Skip to main content
Execution behavior validation ensures your agent follows the expected workflow. Verify tool selection, parameter values, execution order, and sequence compliance using flow validators.

Example

This example demonstrates how to validate complex execution flows with parallel tool execution and sequential processing using nested seq! and parallel! validators.

Eval Configuration

evals.yaml
- name: eval_travel_assistant_workflow
  description: Fetch data in parallel then processes sequentially
  runnable: agent.py::agent
  params:
    prompt: "I'm planning a trip to Madrid. What's the current time, the weather forecast, and flight prices?"
  seq!:
    - llm
    - parallel!:
        - get_datetime:
            input:
              timezone:
                eq!: "Europe/Madrid"
        - get_weather:
            input:
              city:
                eq!: "Madrid"
    - search_flights:
        input:
          destination:
            contains!: "Madrid"
    - llm

Agent Implementation

agent.py
from timbal import Agent

async def get_datetime(timezone: str) -> str:
    """Get current datetime for a timezone."""
    return f"2024-01-15 14:30:00 {timezone}"

async def get_weather(city: str) -> str:
    """Get weather forecast for a city."""
    weather_data = {
        "Madrid": "Sunny, 18°C",
        "Barcelona": "Cloudy, 15°C"
    }
    return weather_data.get(city, "Weather data unavailable")

async def search_flights(destination: str) -> str:
    """Search for flights to a destination."""
    return f"Found flights to {destination}"

agent = Agent(
    name="travel_assistant",
    model="openai/gpt-5.2",
    tools=[get_datetime, get_weather, search_flights],
)

Running Evaluations

python -m timbal.evals.cli evals.yaml

How It Works

  1. Initial Processing: The agent starts with an LLM call to understand the request.
  2. Parallel Execution: Two tools (get_datetime and get_weather) execute in parallel using parallel!, improving efficiency by fetching independent data simultaneously.
  3. Sequential Processing: After parallel execution completes, search_flights runs sequentially, as it may depend on the previous results.
  4. Final Processing: A final LLM call synthesizes all the gathered information into a response.
  5. Validation: The seq! validator ensures:
    • Tools execute in the correct order
    • Parallel tools run simultaneously (overlapping execution times)
    • Tool inputs match expected values using nested validators

Evaluation Results

Successful Validation

When the agent follows the expected workflow with parallel and sequential execution:
──────────────────── Timbal Evals ────────────────────
collected 1 evals from 1 file

 PASSED  evals.yaml::eval_travel_assistant_workflow [4.65s]
└── travel_assistant
    └── ✓ seq!
        ├── llm
        ├── ✓ parallel!
        │   ├── get_datetime
        │   │   └── ✓ input.timezone.eq! ("Europe/Madrid")

Data entries:
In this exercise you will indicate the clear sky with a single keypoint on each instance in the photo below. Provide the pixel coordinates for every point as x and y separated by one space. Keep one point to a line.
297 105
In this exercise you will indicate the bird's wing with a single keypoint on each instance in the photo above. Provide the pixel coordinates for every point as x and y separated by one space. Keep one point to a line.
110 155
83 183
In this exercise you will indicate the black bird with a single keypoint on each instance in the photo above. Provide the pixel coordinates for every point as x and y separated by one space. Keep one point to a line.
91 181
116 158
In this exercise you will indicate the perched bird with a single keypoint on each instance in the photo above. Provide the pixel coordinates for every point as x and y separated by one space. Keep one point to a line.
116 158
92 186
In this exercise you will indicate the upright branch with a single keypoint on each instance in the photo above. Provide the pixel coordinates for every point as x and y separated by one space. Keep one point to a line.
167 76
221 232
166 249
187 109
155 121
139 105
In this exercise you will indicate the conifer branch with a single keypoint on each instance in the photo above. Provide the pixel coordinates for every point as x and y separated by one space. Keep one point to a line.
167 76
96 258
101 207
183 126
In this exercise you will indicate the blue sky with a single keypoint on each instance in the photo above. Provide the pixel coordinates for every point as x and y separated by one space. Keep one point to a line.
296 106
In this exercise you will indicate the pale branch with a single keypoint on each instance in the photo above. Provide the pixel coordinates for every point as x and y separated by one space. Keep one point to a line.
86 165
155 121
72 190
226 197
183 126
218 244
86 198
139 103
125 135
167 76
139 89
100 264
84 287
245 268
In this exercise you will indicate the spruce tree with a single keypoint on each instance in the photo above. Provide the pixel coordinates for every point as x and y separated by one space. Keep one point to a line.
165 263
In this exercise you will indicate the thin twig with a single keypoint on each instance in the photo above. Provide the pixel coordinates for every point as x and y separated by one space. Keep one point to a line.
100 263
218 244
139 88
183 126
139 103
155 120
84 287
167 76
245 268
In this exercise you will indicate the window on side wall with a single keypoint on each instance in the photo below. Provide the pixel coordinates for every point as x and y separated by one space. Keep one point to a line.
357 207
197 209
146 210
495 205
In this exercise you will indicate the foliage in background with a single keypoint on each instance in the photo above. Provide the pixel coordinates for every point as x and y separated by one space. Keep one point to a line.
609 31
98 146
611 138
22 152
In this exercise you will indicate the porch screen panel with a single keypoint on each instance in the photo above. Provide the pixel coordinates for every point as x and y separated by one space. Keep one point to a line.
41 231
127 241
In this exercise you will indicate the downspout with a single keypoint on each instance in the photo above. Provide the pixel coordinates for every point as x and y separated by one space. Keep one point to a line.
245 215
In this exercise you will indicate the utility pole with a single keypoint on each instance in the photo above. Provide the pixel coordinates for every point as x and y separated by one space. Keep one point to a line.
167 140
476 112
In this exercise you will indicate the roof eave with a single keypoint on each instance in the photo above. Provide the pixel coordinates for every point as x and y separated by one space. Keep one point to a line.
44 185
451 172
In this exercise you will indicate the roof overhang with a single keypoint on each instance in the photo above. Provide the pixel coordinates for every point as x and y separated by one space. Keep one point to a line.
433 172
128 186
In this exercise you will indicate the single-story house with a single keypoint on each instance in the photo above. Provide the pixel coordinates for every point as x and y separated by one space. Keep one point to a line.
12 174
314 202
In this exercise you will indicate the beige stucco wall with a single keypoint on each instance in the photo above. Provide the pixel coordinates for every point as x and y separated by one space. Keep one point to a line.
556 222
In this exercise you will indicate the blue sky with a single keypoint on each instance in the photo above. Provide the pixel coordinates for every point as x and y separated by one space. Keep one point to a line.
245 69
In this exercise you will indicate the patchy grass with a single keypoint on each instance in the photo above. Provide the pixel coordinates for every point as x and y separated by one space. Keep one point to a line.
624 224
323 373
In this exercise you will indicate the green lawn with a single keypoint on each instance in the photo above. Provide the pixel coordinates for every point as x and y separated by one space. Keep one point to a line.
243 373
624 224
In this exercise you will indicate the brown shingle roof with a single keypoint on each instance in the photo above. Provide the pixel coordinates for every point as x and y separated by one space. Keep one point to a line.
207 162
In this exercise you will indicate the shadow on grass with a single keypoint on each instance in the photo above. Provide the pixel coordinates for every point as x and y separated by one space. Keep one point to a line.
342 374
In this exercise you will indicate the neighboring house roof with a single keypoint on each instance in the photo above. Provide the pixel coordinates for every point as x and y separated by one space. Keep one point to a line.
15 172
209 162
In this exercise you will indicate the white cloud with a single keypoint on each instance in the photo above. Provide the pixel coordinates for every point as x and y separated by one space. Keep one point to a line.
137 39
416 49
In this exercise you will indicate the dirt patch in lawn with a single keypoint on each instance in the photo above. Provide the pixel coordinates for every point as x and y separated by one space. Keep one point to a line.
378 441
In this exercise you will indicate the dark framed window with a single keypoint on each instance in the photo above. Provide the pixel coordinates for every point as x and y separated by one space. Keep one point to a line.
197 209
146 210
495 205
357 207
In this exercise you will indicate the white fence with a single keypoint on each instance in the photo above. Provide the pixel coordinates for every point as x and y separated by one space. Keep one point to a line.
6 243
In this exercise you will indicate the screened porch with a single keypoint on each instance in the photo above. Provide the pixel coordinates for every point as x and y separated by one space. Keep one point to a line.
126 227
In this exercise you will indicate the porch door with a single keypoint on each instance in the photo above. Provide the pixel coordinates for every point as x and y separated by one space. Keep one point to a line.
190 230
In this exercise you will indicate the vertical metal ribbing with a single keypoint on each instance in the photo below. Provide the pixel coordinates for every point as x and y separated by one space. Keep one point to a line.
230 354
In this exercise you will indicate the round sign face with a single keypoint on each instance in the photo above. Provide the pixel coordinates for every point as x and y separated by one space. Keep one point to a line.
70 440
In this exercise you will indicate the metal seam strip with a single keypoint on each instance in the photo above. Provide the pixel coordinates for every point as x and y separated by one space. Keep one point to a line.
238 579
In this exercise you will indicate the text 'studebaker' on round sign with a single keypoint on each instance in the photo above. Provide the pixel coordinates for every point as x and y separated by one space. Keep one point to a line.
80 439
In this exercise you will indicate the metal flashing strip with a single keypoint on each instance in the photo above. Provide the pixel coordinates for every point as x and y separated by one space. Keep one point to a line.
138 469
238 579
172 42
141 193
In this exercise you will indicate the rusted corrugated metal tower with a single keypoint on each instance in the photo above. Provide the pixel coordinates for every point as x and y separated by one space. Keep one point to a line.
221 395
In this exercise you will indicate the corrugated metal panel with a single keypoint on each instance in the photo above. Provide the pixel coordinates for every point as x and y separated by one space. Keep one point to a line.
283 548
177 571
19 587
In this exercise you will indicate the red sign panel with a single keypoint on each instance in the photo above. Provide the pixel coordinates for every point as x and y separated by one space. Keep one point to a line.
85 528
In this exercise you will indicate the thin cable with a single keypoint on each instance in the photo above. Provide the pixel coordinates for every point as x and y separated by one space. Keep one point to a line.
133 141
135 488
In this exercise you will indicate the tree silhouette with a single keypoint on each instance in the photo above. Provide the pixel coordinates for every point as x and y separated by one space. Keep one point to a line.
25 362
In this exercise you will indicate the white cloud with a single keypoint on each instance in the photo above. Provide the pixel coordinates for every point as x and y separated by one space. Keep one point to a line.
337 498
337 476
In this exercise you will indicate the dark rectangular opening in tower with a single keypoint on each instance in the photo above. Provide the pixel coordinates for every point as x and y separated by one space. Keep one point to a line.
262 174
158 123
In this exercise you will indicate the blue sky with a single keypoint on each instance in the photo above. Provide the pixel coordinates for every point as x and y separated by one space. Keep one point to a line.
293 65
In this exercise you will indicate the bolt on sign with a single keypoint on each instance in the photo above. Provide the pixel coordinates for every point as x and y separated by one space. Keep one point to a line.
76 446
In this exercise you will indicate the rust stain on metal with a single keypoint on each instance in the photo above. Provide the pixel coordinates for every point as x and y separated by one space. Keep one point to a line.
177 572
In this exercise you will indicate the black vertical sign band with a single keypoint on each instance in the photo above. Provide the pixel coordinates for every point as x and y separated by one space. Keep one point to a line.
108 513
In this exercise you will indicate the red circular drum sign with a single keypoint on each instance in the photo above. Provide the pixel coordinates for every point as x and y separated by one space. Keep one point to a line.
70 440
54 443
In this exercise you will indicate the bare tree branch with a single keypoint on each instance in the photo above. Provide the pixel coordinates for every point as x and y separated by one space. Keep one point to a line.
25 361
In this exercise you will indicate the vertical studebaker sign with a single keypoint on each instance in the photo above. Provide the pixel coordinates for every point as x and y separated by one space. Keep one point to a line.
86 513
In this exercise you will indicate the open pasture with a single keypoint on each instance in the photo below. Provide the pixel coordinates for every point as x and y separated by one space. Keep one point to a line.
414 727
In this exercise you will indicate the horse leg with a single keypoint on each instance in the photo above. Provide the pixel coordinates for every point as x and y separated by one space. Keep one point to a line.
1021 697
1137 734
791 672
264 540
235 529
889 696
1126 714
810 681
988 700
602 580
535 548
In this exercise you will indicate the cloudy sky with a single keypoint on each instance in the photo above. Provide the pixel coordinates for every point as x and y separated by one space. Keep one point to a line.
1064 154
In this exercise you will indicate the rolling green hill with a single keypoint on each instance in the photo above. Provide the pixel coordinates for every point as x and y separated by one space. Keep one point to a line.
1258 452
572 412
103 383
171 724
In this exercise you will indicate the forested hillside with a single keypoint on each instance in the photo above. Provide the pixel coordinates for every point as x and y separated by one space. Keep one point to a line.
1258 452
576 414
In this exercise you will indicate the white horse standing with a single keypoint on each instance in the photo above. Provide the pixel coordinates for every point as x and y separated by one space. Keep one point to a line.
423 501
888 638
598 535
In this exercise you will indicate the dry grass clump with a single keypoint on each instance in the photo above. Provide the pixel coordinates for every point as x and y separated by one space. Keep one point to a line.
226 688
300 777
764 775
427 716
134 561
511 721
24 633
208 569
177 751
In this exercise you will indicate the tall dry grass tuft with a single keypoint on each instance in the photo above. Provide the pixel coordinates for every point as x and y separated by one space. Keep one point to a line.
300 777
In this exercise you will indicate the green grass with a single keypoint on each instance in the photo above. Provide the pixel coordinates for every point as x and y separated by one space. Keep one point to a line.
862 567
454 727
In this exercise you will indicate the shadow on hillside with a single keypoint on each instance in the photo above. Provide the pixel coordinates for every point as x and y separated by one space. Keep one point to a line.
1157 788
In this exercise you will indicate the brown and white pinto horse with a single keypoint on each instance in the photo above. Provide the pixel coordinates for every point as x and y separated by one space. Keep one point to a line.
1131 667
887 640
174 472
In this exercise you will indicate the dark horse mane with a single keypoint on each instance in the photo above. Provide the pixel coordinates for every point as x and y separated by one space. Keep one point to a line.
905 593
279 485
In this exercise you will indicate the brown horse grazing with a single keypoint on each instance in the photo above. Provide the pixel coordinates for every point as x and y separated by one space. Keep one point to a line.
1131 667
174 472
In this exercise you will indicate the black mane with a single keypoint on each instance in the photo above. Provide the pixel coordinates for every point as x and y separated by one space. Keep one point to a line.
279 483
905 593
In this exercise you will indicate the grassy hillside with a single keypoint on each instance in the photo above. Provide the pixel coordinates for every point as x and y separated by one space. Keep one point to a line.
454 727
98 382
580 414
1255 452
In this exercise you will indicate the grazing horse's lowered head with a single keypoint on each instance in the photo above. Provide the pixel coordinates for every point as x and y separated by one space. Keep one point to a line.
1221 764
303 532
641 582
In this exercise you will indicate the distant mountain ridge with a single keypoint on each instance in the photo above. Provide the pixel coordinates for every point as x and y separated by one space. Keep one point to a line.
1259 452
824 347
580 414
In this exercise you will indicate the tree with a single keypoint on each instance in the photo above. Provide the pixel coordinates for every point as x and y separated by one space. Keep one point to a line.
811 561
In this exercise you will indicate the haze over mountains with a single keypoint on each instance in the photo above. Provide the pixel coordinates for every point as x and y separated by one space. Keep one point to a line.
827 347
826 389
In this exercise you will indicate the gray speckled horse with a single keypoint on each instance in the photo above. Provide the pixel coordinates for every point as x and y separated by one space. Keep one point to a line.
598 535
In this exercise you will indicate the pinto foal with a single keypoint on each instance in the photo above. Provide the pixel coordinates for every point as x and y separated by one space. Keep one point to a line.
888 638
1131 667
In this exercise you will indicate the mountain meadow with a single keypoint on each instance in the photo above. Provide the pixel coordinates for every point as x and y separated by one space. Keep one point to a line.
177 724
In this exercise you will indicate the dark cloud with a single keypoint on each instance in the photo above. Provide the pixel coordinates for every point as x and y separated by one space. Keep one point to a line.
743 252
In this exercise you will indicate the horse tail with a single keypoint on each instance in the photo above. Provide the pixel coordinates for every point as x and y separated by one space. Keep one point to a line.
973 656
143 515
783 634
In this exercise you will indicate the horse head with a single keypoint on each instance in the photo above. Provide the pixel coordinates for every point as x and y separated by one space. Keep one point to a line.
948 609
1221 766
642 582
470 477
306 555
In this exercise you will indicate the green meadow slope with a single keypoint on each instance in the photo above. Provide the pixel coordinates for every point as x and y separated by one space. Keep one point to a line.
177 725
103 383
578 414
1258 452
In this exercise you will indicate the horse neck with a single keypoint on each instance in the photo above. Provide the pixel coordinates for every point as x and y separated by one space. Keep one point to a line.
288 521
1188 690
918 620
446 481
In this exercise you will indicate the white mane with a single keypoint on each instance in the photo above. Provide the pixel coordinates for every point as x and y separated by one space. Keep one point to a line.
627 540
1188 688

EXERCISE INSTRUCTIONS:
(A) List the names of the steps in the "How It Works" section of the page on execution behavior validation.
(B) Turn the paragraph of the page on execution behavior validation that begins "Execution behavior validation ensures" into a short bulleted list.
Rely only on the page on execution behavior validation.

SOLUTIONS TO THE PROBLEMS:
(A) Initial Processing, Parallel Execution, Sequential Processing, Final Processing, Validation

(B)
- Execution behavior validation ensures that the agent follows the expected workflow.
- Flow validators check tool selection, parameter values, execution order, and sequence compliance.